DOCUMENT TEXT START
Furthermore, the detector compartment can operate within a temperature range of 18 to 40°C to enhance analyte signals and improve sensitivity. 

The electrochemical detector contains a gold electrode, which is essential for the analysis of inorganic ions, carbohydrates, and contaminant determination.

APPLICATIONS

The Dionex ICS-6000 HPIC system is a high-pressure ion chromatography equipment designed for the separation and quantification of ions and charged molecules in various applications, ranging from water and wastewater analysis to biological research and environmental studies.

Responsable: Inmaculada Gude Rodríguez - Technician

Supervisor científico: Araceli Díaz Perales - Professor

Agilent HPLC System (1260 Infinity II Quaternary System)

The LC 1260 Infinity II is a versatile HPLC system that offers the highest functionality and operational convenience for analytical and preparative HPLC.
DOCUMENT TEXT END
EXERCISE DATA START
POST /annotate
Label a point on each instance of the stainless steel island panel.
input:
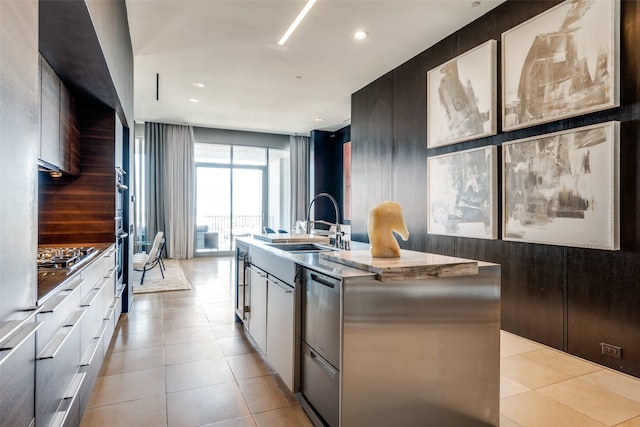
EXERCISE DATA END
Summarize the text about the laboratory instruments in two sentences.

The Dionex ICS-6000 HPIC system is high-pressure ion chromatography equipment for separating and quantifying ions and charged molecules in applications from water and wastewater analysis to biological research and environmental studies. The text also describes a detector compartment that can operate from 18 to 40°C to improve sensitivity and an electrochemical detector with a gold electrode for analyzing inorganic ions and carbohydrates and determining contaminants, along with the Agilent LC 1260 Infinity II, a versatile system for analytical and preparative HPLC.